[[ DOCUMENT PASSAGE open ]]
Giving Compass' Take:

• Sigal Samuel at Vox discusses "gender data gap," stating that the data our society collects is typically about men’s experience, not women’s, and in effect, most things have been designed with men as a default user. 

• How is it hurting society as a whole? How can donors and activists make an effort to close this gender gap?

Here's Giving Compass' Gender Equality Guide. 


In the 1983 movie Yentl, the title character, played by Barbra Streisand, pretends to be a man to get the education she wants. She has to change the way she dresses, the timbre of her voice, and much more to get any respect.

In medical lore, the term “Yentl syndrome” has come to describe what happens when women present to their doctors with symptoms that differ from men’s — they often get misdiagnosed, mistreated, or told the pain is all in their heads.

Many, many women have had this experience when they go to the doctor. I had it myself, years ago. As a spate of articles about the phenomenon has come out in the past couple of years, more people have begun talking about a “gender pain gap.”

Even when researchers do gather data from women as well as men in their studies, they often fail to sex-disaggregate it — to separate out the male and female data they’ve collected and analyze it for differences. That’s crucial, because a new pain medication that’s ineffective for men may work great for women, but you’d never know it if you mixed all their data together.
[[ DOCUMENT PASSAGE closed ]]
EXPLORE THE MATERIAL ->
A. Using the passage on the gender data gap, answer:
(i) Who plays the title character in the 1983 movie Yentl?
(ii) What does the term "Yentl syndrome" describe in medical lore?
(iii) What does it mean to sex-disaggregate data?
B. Reproduce the passage on the gender data gap word for word, starting with "Even when researchers" and going on through "their data together.".
[[ SOURCE DATA open ]]
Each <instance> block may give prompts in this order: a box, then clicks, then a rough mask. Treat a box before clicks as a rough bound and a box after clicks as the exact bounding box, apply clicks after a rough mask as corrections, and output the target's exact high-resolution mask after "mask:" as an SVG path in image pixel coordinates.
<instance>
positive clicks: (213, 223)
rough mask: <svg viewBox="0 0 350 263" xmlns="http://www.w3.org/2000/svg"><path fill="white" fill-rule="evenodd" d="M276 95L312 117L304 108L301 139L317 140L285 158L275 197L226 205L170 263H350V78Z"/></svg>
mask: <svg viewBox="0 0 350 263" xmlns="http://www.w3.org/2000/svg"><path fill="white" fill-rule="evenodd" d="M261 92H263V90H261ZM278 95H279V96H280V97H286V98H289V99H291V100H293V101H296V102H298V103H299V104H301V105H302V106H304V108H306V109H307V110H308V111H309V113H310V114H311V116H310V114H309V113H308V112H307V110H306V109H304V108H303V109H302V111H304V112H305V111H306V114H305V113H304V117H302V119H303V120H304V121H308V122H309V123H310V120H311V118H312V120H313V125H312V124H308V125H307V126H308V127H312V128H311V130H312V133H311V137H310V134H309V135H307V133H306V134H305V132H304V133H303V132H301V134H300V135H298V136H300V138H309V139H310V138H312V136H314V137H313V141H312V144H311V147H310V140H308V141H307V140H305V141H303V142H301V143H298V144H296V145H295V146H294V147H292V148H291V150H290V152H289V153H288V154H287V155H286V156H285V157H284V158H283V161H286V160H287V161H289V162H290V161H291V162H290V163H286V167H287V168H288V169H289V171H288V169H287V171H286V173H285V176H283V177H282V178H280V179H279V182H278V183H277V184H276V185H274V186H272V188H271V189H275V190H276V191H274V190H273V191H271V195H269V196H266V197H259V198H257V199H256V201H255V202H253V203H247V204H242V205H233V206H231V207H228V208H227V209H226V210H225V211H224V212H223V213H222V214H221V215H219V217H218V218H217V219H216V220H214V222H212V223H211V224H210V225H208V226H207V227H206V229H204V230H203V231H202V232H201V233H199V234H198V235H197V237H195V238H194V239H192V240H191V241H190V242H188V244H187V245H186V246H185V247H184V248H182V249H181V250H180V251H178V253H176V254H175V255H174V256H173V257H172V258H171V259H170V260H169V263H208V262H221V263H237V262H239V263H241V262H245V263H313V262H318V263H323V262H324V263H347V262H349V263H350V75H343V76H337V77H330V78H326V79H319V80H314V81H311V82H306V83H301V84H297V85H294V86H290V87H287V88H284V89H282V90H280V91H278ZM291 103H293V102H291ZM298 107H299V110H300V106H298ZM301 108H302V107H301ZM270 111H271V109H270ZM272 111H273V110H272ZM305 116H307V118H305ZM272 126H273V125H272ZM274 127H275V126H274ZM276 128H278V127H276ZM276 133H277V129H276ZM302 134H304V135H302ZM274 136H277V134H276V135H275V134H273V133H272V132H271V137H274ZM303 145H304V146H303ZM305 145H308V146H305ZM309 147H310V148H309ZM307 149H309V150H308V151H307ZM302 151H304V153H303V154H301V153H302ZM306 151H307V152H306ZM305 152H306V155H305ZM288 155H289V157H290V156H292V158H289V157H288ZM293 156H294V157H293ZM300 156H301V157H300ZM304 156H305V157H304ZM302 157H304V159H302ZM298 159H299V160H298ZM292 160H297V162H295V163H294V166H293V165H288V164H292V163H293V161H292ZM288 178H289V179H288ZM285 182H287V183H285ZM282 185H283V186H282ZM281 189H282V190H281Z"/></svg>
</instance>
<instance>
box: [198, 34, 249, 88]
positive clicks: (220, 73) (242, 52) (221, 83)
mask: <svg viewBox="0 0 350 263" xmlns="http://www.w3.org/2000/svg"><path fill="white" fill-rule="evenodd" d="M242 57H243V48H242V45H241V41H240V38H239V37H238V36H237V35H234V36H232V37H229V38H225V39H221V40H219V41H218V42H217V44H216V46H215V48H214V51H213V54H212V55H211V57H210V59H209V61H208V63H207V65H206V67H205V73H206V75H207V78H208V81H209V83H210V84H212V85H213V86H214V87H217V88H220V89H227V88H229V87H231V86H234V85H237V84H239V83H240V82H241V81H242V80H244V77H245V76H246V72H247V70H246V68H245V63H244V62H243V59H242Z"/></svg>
[[ SOURCE DATA closed ]]
ANSWERS ->
A.
(i) Barbra Streisand.
(ii) It describes what happens when women present to their doctors with symptoms that differ from men's: they often get misdiagnosed, mistreated, or told the pain is all in their heads.
(iii) It means separating out the male and female data collected and analyzing it for differences.

B.
Even when researchers do gather data from women as well as men in their studies, they often fail to sex-disaggregate it — to separate out the male and female data they’ve collected and analyze it for differences. That’s crucial, because a new pain medication that’s ineffective for men may work great for women, but you’d never know it if you mixed all their data together.